## WRITTEN REQUEST
Extract every line of the records that contains the string "metal", matching case exactly.

## GIVEN RECORDS
════
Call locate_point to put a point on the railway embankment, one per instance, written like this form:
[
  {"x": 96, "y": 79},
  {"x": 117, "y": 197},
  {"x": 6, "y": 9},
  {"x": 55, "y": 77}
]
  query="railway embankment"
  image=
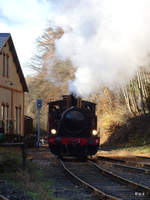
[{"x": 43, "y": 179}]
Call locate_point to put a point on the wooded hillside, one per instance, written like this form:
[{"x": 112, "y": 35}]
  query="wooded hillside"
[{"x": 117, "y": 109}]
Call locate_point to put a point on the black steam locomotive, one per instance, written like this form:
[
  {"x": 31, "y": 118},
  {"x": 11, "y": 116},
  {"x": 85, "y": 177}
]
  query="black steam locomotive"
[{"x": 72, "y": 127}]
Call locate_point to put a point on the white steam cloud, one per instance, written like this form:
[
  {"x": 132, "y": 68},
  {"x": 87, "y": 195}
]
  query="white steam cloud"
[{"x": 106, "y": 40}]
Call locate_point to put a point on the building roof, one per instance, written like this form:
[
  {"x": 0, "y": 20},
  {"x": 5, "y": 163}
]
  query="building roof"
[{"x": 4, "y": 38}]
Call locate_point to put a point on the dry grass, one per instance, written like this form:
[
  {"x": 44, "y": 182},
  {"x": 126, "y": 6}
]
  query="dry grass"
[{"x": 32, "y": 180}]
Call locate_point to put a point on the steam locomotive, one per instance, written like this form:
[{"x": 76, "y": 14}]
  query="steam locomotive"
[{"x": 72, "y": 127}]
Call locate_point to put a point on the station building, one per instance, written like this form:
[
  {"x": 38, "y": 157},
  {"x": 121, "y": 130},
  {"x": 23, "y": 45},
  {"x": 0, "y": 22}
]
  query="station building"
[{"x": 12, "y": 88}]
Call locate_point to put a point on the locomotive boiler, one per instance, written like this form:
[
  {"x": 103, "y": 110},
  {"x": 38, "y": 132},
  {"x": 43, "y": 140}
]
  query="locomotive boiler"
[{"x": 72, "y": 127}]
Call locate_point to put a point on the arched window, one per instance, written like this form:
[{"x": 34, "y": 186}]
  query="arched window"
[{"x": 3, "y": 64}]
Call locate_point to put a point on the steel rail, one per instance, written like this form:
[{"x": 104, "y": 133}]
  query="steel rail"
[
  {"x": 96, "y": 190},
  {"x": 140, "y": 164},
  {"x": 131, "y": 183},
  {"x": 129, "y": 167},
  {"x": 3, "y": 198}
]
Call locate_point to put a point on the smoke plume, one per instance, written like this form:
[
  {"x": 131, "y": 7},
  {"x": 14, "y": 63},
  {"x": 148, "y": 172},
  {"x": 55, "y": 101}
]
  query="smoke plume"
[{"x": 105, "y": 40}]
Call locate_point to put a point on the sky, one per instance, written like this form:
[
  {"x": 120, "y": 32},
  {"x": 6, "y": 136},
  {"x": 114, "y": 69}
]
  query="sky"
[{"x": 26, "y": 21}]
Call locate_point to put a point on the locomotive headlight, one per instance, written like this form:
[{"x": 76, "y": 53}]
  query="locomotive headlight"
════
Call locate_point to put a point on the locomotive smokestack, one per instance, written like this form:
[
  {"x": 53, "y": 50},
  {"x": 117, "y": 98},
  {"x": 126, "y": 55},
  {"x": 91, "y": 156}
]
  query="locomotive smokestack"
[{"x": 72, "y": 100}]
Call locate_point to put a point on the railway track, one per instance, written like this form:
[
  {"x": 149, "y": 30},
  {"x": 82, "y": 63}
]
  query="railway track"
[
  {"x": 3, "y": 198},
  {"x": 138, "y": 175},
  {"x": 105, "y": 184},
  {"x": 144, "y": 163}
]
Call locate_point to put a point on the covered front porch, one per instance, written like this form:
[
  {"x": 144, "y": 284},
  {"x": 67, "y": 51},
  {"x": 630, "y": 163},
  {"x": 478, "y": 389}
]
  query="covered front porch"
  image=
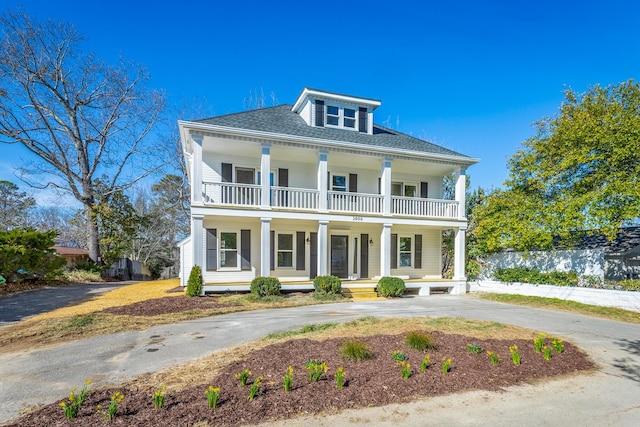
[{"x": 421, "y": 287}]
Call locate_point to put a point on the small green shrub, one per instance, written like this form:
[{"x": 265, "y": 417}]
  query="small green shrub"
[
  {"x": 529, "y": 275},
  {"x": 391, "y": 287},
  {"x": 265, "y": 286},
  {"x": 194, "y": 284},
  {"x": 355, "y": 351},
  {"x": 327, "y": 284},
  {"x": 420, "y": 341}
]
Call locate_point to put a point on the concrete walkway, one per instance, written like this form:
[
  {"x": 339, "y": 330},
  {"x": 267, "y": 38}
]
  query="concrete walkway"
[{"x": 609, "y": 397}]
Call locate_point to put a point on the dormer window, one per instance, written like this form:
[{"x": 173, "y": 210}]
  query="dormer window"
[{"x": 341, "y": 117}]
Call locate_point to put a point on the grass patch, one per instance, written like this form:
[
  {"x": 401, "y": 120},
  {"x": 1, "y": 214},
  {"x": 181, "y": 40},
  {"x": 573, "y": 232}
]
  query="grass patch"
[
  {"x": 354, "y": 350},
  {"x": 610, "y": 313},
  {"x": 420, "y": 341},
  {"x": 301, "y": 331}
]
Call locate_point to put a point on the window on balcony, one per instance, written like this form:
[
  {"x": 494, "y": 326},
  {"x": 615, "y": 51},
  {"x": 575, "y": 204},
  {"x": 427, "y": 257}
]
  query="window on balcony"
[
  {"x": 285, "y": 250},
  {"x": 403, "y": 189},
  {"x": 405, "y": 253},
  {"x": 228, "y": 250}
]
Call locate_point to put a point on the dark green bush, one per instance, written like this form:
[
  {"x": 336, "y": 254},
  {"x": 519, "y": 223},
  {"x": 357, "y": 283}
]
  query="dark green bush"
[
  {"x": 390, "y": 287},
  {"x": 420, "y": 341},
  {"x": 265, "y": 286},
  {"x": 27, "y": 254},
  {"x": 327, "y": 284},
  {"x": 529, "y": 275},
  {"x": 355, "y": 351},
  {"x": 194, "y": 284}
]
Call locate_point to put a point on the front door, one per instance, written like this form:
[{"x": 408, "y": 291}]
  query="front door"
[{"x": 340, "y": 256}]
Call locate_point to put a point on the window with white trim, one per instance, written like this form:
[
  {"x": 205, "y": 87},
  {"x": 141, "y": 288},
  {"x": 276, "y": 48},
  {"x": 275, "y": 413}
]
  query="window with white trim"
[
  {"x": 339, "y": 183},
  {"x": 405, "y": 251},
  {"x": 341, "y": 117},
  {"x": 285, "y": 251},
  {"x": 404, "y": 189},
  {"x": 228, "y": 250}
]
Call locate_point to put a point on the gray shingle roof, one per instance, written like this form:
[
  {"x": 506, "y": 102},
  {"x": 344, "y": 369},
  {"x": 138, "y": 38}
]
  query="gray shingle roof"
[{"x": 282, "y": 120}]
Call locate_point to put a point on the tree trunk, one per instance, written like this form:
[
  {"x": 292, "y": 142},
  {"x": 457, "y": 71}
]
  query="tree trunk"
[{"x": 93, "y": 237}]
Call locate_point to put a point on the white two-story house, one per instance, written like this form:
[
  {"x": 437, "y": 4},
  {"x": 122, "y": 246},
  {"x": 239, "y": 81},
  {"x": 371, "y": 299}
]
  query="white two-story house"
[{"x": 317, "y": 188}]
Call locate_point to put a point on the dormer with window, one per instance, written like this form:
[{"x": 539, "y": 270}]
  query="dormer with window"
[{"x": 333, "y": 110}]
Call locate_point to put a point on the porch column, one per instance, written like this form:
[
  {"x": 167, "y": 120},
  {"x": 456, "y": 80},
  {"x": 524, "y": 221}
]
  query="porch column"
════
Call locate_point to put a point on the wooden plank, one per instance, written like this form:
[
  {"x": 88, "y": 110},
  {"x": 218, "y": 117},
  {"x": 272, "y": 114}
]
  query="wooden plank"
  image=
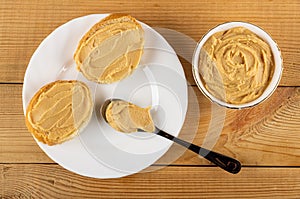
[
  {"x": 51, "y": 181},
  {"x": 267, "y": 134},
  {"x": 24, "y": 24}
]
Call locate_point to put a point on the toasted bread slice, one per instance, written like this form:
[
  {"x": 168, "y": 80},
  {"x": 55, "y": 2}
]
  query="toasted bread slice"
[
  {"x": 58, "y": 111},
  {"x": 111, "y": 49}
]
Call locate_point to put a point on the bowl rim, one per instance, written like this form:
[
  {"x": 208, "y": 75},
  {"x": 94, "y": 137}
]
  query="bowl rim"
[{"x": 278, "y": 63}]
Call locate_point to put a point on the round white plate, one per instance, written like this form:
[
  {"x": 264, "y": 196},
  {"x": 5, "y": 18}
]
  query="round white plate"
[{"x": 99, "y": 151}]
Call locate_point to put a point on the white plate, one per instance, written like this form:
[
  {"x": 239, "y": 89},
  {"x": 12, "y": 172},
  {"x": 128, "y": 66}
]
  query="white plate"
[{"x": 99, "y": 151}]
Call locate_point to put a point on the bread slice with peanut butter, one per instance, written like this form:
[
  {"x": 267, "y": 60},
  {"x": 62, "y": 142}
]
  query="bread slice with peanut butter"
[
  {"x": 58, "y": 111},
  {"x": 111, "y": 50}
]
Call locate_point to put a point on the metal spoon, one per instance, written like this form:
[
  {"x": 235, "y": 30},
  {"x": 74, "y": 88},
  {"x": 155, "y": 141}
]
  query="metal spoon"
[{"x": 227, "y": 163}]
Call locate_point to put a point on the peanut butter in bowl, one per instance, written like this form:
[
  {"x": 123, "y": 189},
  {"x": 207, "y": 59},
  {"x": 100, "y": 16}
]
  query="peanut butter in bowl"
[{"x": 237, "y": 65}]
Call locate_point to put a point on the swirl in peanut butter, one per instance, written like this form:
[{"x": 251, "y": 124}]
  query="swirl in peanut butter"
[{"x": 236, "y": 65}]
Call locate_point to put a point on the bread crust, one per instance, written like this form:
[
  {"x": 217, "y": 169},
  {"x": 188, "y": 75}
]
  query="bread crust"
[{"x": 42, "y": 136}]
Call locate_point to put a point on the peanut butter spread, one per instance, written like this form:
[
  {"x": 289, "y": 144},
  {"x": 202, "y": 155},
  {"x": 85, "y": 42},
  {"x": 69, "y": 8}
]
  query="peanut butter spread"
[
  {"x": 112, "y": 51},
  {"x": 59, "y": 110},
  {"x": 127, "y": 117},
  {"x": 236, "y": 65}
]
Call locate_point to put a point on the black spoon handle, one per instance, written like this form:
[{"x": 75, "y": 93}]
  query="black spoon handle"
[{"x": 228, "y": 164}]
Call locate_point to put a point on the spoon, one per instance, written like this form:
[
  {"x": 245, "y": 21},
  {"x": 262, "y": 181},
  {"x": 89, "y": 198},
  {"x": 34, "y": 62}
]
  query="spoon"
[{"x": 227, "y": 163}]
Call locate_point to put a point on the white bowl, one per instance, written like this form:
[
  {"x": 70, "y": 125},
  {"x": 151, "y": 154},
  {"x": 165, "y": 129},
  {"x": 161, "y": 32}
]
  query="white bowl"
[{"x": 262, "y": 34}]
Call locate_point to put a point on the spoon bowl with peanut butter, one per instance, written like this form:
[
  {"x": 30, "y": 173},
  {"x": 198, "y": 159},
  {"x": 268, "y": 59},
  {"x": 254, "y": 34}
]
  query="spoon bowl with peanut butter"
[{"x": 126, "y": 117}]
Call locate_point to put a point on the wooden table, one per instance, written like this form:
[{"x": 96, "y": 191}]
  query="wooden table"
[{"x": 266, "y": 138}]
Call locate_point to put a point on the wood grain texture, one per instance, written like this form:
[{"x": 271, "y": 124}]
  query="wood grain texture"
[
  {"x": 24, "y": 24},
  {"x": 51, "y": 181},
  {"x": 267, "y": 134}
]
════
## PROBLEM SOLUTION
Call locate_point to put a point on the metal spoon, one per instance, written like this form:
  query="metal spoon"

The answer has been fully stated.